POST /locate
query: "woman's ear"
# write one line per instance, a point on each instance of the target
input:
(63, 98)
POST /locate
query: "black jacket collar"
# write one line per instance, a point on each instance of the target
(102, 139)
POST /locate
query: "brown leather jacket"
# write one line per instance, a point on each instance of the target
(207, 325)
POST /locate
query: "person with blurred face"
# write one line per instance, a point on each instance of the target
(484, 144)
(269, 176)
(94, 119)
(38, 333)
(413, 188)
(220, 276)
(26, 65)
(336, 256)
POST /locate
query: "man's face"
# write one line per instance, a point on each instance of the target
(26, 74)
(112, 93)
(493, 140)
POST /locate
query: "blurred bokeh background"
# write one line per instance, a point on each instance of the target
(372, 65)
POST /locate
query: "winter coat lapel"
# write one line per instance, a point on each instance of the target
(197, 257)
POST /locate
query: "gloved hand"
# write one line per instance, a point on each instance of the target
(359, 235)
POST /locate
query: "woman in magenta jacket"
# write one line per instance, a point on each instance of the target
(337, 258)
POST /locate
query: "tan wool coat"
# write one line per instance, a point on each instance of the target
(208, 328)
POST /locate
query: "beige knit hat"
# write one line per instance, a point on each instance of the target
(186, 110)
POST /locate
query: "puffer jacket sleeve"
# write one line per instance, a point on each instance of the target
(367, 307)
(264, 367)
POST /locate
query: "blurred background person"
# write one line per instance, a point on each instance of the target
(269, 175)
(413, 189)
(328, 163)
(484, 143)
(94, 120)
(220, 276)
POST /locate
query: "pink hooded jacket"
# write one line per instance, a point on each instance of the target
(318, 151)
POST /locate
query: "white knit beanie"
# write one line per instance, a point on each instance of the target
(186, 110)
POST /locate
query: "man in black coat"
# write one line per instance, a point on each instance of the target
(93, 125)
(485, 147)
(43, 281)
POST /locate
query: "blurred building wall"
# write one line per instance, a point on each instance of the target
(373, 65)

PROBLEM:
Can you restate every record above word for word?

RESPONSE:
POST /locate
query: "woman's ear"
# write one line per instance, a point on each instance of the target
input:
(63, 98)
POST /locate
query: "black jacket collar"
# write one line per instance, a point on each instance of the target
(102, 139)
POST /locate
query: "brown leather jacket"
# write one line per instance, a point on each instance of the target
(207, 325)
POST /locate
query: "person with blurred face"
# write one line per instance, a point on each instance of the target
(484, 144)
(269, 176)
(94, 119)
(38, 333)
(413, 188)
(220, 276)
(26, 65)
(336, 256)
POST /locate
query: "man's face"
# write one line per instance, a point on each instance of the target
(26, 74)
(112, 93)
(493, 140)
POST /locate
query: "blurred bokeh background"
# write one line per instance, a point on each instance of the target
(372, 65)
POST /locate
query: "winter coat lapel"
# write one line per instance, a point on each instance of the target
(197, 257)
POST /locate
query: "gloved hand"
# write one line per instance, a point on each instance of the target
(359, 235)
POST /locate
query: "woman in magenta jacket"
# write one line per instance, a point on each instance of the target
(337, 258)
POST /locate
query: "tan wool coat"
# write one line per instance, a point on each instance of the target
(208, 328)
POST /locate
query: "beige knit hat"
# write one line per instance, a point on each instance of the target
(186, 110)
POST /locate
query: "puffer jacket sleeve"
# write one line per instance, a point on each instance of the target
(367, 307)
(264, 367)
POST /locate
query: "blurred background person"
# write one line per instance, a point on each instance of the target
(269, 175)
(413, 189)
(328, 163)
(484, 143)
(94, 120)
(220, 276)
POST /locate
query: "pink hooded jacket"
# write one line per instance, a point on each instance of the target
(318, 151)
POST /locate
query: "white knit beanie"
# write one line per instance, a point on each instance of the target
(186, 110)
POST /locate
query: "man in black coat"
# write one line per instance, a point on each instance of the target
(93, 125)
(485, 147)
(43, 281)
POST /locate
query: "blurred building wall"
# write one line per instance, a point on each instance of the target
(373, 65)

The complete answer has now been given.